---- ページ抜粋

本日は、2019年2月に発効された日欧EPAについてご紹介します。

発効にともない、ワインは輸入関税が即時撤廃されてAmazonでセールが行われるなど、身近な生活へ影響がもある国家間条約について、メリットデメリットを交えての基本的な制度概要を解説いたします。

 

EPAとは

日欧EPAを今回の記事でご紹介するにあたり、「EPAとは何か?」という点についてまずは解説します。

EPAとは正式には”Economic Partnership Agreement”、経済連携協定といいます。EPAは単に関税を撤廃・削減するだでけはなく、多角的な方面から、貿易・投資を促進するための条約です。

 

①「輸出入にかかる関税」を撤廃・削減する。

②「サービス業を行う際の規制」を緩和・撤廃する。

③「投資環境の整備」を行う。

④ビジネス環境の整備を協議する。

--------
---- データ抜粋

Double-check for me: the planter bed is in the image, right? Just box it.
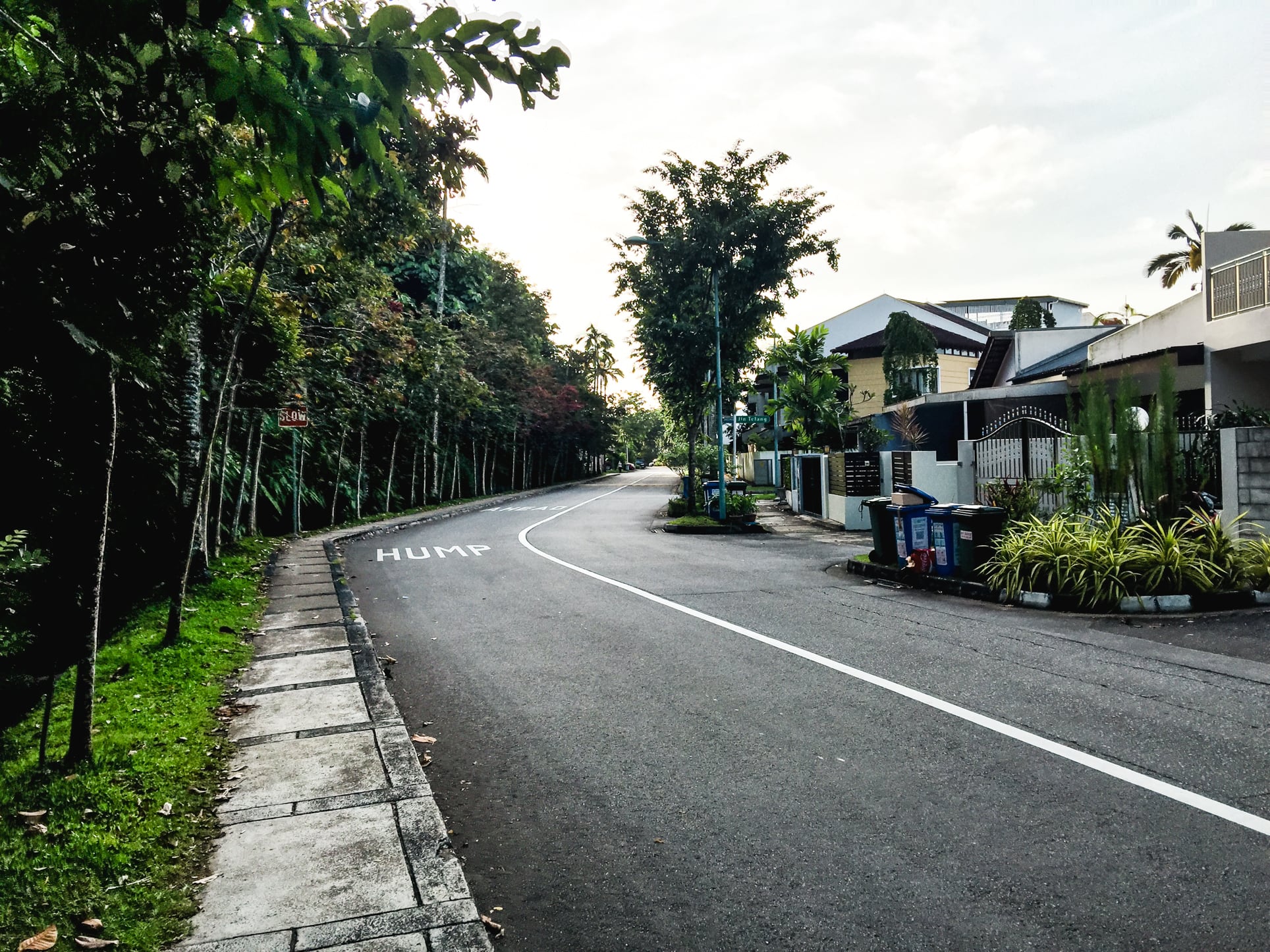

--------

課題の指示:
1) 日欧EPAの解説の「発効にともない、ワインは輸入」から「①「輸出入にかかる関税」を撤廃・削減する。」までの部分すべてを、「ワイン」を「チーズ」に置き換えて書き直すこと。
2) 次の(a)〜(c)が日欧EPAの解説の内容と合っているか、それぞれ「はい」か「いいえ」で答え、根拠となる箇所をそのまま引用すること。
(a) 日欧EPAは2019年2月に発効した。
(b) EPAの正式名称は"Free Trade Agreement"である。
(c) ワインの輸入関税は段階的に引き下げられる。
3) 日欧EPAの解説を、最後の文の後から書き継ぐこと。

想定される解答:
1)
発効にともない、チーズは輸入関税が即時撤廃されてAmazonでセールが行われるなど、身近な生活へ影響がもある国家間条約について、メリットデメリットを交えての基本的な制度概要を解説いたします。

 

EPAとは

日欧EPAを今回の記事でご紹介するにあたり、「EPAとは何か?」という点についてまずは解説します。

EPAとは正式には”Economic Partnership Agreement”、経済連携協定といいます。EPAは単に関税を撤廃・削減するだでけはなく、多角的な方面から、貿易・投資を促進するための条約です。

 

①「輸出入にかかる関税」を撤廃・削減する。

2)
(a) はい。「2019年2月に発効された日欧EPA」
(b) いいえ。「EPAとは正式には”Economic Partnership Agreement”、経済連携協定といいます。」
(c) いいえ。「ワインは輸入関税が即時撤廃されて」

3)
(引用元:経済産業省 EPAとは https://www.meti.go.jp/policy/trade_policy/epa/about/)

EPAが多方面から経済を活発化される一方、輸出入を行うにあたり、関税を減らすという観点から同様の効果があるFTAというものもあります。FTAとは”Free Trade Agreement”自由貿易協定です。

 

EPAとFTAの違いは、FTAが単に関税の撤廃や削減を行う物に対して、EPAはさらに人の移動、投資といった様々な方面から障壁をなくす物です。日本は、FTAと同時にEPAを結んでいる国も多数あります。

画像1: 経済産業省 EPA/FTA/投資協定

日本でEPA/FTAが発効されたそのあと

JETROが作成したレポートでは、年々、優遇税率の適用を受けた締結輸入額は上がっているとしています。

画像2: 日本の輸入におけるFTA利用状況

 

 

日欧EPA概要

 

日欧EPAの概要は下記をご覧下さい。一つずつ詳しく解説していきます。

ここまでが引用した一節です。